→ Objective 1:
Please return the passage from the article on rainbow-washing that begins at the words "The Youth Lab" and stops after the words "get pride right.".
→ Objective 2:
Answer these questions using the article on rainbow-washing:
(a) What share of the LGBTQ+ community feels more positively toward companies that sponsor LGBTQ organisations and events?
(b) For how many people in Tottenham Stadium does the LinkedIn quote say Beyoncé created a safe space?
(c) What phrase did Bud Light's campaign use for the LGBTQ+ acronym?
→ Objective 3:
Continue the article on rainbow-washing, picking up after its final sentence.

→ Passage provided:
────────
The Youth Lab


It’s officially pride season. From shifting norms and brand expectations to partying and protesting, pride remains a critical cultural moment for LGBTQ+ communities and individuals, serving as an annual reminder to brands and businesses of the importance of advancing diversity and inclusion efforts. For 52INSIGHTS this week, we’re exploring rainbow-washing in 2023 and how brands can get pride right.


No pride for some of us without liberation for all of us.” Marsha P. Johnson, Activist (Stonewall uprising leader)

The first pride marches were a protest to fight for equality for LGBTQ+ communities. This fight is still happening today. Despite positive progress happening in many parts of the world, from the ‘Don’t say gay bill’ in the States to Ireland’s lack of Transgender healthcare it is clear that there is still a long way to go when it comes to legislation and structural support. Tensions and events in popular culture are driving increased consciousness around pride too. For example, Beyonce’s recent performance in the UAE - a country with anti-LGBTQ+ legislation - sparked controversy because her new album has its roots in black and queer culture. Despite this her tour is being applauded by other fans for creating a uniquely safe space:

Renaissance 'is a very special album. It's a love letter to the LGBTQIA+ community…​​if Beyoncé can manage to create a safe space for 45,000 people in Tottenham Stadium, then you can do it for your little organisation.’ Amy Kean, LinkedIn

Other stars have been accused of ‘queerbaiting’, while elsewhere we’re seeing young artists come out and talk about how sexuality is being co-opted for PR stories: “june is just around the corner !! the season of journalists etc tentatively asking … ‘are you queer?? can we include you in a pride month feature ??? what are you????’...CMAT. Of course, when it comes to youth culture, we’re endlessly impressed by how meme accounts like saintthoax are able to explore the importance of pride and the conversations around it in increasingly brilliant ways.

For brands and marketers, perhaps the most powerful example of the importance of pride today is the right-wing backlash against brands who are speaking out in support of LGBTQ+ communities this year.


Pride month is a little double edged, it enforces celebration and queer identity but it has also become a marketing ploy that is overused and aggravates most people who see it everywhere. And when people are aggravated they are more likely to go against the message.” Sebastien, 16, New York

People are open to companies getting in on Pride festivities - 76% of the LGBTQ+ community feeling more positively toward companies that sponsor LGBTQ organisations and events. However, many would say we’ve hit a peak when it comes to rainbow-washing. Fair Planet describes rainbow-washing as, ‘organisations or corporations that disingenuously use Pride branding for their own gain or to give themselves a deceptive air of liberalism and allyship.’ It’s clear to young audiences’ when there’s no one from the LQBTQ+ community in the room for the process of creating a pride-related campaign. Bud Light, for example, created a campaign using the LGBTQ+ acronym ‘Let’s Get Beers Tonight Queen’. Many were quick to point out the stereotypical language: ‘This is such a patronising ad campaign - would rather they did nothing. We’re all just one homogenous group to them aren’t we? Luke.
────────
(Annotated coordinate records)
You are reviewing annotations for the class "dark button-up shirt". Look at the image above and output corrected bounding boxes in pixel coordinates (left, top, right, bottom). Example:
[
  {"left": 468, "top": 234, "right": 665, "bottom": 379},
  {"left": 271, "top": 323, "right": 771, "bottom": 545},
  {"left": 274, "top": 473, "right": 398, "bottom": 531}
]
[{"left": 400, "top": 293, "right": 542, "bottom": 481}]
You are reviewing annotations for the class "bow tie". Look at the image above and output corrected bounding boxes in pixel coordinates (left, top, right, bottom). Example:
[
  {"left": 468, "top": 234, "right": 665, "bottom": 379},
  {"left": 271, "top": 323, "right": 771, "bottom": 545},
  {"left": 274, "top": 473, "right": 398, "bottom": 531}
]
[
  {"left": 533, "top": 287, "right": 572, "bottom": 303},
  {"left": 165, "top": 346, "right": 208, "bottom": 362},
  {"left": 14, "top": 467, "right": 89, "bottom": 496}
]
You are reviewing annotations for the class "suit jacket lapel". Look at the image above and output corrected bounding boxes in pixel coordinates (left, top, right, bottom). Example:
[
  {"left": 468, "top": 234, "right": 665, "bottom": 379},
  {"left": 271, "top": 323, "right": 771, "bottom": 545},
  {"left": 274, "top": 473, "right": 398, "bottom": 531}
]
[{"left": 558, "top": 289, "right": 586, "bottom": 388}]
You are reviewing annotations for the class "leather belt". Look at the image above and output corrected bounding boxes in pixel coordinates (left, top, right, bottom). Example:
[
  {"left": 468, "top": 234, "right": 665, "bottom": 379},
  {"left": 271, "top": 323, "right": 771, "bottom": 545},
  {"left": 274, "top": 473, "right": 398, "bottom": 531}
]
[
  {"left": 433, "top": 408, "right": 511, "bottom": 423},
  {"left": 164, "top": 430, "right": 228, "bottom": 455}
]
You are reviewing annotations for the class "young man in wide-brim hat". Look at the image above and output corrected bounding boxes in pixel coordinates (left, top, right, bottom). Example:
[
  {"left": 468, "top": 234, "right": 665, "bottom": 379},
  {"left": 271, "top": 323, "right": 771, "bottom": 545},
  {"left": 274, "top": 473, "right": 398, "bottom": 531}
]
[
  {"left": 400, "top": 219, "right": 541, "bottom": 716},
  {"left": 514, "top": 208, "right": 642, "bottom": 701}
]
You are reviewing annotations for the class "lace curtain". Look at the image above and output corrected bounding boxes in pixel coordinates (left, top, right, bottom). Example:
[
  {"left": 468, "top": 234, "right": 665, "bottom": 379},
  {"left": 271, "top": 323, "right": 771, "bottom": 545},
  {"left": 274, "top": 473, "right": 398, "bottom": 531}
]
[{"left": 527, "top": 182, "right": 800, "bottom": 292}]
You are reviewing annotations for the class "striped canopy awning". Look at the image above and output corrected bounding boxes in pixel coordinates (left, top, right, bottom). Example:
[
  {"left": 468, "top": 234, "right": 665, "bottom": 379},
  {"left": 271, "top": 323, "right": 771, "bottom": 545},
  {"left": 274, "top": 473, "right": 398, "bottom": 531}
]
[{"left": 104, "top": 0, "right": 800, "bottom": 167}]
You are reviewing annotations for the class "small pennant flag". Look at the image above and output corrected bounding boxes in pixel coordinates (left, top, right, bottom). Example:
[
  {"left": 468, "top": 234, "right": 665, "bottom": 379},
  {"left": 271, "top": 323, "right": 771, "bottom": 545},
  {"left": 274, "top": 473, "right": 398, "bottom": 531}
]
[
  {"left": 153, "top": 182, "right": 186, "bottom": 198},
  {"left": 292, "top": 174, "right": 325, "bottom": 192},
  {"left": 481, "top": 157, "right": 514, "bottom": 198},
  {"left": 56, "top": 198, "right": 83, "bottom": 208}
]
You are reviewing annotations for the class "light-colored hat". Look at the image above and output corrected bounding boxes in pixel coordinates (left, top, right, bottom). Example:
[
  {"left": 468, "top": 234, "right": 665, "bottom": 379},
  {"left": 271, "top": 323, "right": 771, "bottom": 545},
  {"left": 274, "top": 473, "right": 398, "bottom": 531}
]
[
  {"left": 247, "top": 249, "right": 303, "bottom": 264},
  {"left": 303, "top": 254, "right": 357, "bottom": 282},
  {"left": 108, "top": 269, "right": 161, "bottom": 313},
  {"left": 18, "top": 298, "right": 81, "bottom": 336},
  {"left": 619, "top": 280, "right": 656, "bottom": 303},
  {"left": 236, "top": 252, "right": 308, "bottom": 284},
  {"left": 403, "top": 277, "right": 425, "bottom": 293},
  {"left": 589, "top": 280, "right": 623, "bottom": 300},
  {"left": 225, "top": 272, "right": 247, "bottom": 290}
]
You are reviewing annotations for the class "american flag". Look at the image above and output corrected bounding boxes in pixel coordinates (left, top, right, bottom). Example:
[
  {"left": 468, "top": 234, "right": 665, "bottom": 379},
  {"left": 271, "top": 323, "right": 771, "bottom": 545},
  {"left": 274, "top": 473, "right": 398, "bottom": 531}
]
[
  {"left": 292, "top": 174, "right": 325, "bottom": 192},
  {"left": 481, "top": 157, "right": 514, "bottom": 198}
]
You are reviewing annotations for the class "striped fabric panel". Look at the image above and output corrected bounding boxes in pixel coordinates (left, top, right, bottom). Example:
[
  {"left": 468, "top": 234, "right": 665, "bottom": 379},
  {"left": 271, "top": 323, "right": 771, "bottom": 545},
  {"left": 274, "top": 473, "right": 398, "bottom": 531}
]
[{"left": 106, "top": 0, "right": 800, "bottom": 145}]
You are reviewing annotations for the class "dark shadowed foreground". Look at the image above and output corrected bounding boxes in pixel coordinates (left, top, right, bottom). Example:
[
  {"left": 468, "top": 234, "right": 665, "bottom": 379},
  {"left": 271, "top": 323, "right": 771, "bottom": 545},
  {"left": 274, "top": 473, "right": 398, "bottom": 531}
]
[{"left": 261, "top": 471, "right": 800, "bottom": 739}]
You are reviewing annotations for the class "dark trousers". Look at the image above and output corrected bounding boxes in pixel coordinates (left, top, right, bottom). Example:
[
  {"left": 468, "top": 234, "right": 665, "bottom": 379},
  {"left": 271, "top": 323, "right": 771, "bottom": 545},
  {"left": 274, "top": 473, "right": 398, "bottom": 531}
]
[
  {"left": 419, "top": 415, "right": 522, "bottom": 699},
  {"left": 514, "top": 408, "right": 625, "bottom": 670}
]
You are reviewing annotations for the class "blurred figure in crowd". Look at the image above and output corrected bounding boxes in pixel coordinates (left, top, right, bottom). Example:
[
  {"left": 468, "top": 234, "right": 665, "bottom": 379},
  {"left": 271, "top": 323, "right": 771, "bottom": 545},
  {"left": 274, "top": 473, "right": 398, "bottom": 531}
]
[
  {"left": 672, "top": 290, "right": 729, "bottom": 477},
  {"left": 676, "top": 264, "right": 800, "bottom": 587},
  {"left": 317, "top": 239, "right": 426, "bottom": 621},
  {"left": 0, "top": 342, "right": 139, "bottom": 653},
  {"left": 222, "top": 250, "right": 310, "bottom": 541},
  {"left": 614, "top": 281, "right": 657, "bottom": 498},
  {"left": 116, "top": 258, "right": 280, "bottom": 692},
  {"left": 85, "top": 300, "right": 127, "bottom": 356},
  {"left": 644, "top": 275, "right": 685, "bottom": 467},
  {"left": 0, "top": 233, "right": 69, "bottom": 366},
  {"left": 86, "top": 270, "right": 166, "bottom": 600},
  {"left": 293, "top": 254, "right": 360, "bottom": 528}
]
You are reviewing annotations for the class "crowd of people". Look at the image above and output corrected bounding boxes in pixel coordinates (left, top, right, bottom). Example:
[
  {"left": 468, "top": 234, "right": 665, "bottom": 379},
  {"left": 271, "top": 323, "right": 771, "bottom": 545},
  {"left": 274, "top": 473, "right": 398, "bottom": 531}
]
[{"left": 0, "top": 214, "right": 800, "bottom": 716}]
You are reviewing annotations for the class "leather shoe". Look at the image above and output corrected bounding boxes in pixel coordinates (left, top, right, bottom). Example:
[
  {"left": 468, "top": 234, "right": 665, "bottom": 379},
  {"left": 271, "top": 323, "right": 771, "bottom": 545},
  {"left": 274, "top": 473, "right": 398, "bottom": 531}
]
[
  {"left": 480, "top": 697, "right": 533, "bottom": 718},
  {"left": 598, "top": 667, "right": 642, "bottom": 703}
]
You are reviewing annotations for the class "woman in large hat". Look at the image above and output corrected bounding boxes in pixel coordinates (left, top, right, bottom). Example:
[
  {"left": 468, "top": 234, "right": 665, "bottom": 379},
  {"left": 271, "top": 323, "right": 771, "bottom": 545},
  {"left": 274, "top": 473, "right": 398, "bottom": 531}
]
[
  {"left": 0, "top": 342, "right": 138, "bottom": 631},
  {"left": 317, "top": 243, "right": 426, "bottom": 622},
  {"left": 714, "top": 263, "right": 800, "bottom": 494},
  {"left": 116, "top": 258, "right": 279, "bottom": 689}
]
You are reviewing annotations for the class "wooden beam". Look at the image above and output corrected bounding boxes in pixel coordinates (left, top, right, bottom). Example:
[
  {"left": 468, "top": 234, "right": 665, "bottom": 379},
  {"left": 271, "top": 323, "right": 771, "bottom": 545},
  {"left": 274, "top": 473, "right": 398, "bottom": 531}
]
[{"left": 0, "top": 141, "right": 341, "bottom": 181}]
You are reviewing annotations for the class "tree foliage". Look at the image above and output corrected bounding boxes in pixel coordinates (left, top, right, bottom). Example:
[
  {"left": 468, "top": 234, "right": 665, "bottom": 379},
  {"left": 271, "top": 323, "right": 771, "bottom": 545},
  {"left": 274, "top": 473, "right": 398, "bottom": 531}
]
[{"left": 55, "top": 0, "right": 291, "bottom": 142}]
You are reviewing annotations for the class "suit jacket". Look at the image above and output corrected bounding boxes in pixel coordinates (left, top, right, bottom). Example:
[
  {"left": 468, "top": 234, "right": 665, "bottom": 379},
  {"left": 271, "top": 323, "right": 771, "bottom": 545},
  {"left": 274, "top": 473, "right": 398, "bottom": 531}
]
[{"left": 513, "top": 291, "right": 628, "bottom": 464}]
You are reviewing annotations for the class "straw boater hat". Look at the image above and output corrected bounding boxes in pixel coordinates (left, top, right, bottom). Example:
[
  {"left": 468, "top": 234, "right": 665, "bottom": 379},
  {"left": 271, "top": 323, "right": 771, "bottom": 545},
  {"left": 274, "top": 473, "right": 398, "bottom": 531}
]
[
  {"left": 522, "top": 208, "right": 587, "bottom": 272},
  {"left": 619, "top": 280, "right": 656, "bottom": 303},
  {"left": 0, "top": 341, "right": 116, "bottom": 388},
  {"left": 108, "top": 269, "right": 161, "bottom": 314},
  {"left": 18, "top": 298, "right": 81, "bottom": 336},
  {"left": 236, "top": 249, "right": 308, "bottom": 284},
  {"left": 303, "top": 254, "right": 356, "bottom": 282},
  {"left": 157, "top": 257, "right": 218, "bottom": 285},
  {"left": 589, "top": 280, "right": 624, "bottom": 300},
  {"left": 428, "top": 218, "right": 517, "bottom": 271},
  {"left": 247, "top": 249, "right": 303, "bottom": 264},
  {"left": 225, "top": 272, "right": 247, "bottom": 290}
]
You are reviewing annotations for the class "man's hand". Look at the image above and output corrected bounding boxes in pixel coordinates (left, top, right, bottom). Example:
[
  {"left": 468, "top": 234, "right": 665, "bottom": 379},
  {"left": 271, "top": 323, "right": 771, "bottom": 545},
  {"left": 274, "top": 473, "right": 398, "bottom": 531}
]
────────
→ Written response 1:
The Youth Lab


It’s officially pride season. From shifting norms and brand expectations to partying and protesting, pride remains a critical cultural moment for LGBTQ+ communities and individuals, serving as an annual reminder to brands and businesses of the importance of advancing diversity and inclusion efforts. For 52INSIGHTS this week, we’re exploring rainbow-washing in 2023 and how brands can get pride right.

→ Written response 2:
(a) 76%
(b) 45,000
(c) 'Let's Get Beers Tonight Queen'

→ Written response 3:
From another perspective, in recent weeks Bud Light’s Instagram partnership with a trans influencer was targeted by right-wing media on social media platforms - it is crucial to be clear and steadfast on your values in an increasingly tense environment.


To show real commitment, there is a sense that companies should not only think more long term, but more collaboratively. Donating to existing funds and projects and collaborating with experts and communities on the ground doing the work is key to a successful impact-campaign or project. Diversifying staff is also central to getting this action right.

There are many brilliant examples of brands showing their support for the LGBTQ+ community all year round - pride just being a culmination or celebration of these ongoing efforts. Fenty, for example, is showing other brands how to properly cater to the diversity that exists in society. From including a wide range of sizing, colour range for Fenty beauty and a diverse range of models for every campaign. For its pride campaign Fenty created a line of clothes that anyone would love to wear: ‘They put some thought into it rather than just making their logo rainbow and calling it a day.’ Sonny Oram from QWEAR Fashion. This week Ben & Jerry’s, a brand that has a long history of fighting for LGBTQ+ rights (THINKHOUSE worked with the team to advocate for marriage equality in Ireland in 2015!), announced that it was ending paid Twitter advertising due to the proliferation of hate speech on the platform.


Stakes are High

Recognise that stakes and expectations are high when it comes to pride. Not only are LGBTQ+ communities still fighting to live safe and healthy lives in countries across the world, but culture wars around this are heightened. To be truly helpful and legitimate in this space you need to be making an impact, and not just doing it during the month of June. Allyship can be uncomfortable but highly rewarding. You need to be completely confident in your company's commitment and values to be able to operate in this increasingly volatile space too - have a clear north star that keeps you on track.

Measure Impact & Embrace a Learning Mindset

Sticking a rainbow on all of the packaging doesn't mean or accomplish anything. Support should be transparent by having a clear mission statement, be measurable with clear outcomes and have policies aligned with UN standards of conduct. To show your support all year round it is important to speak up during conversations that impact the LGBTQ+ community. Working with minority groups may require you to make compromises and rethink the things you take for granted like traditional power/financial structures to really do the best thing.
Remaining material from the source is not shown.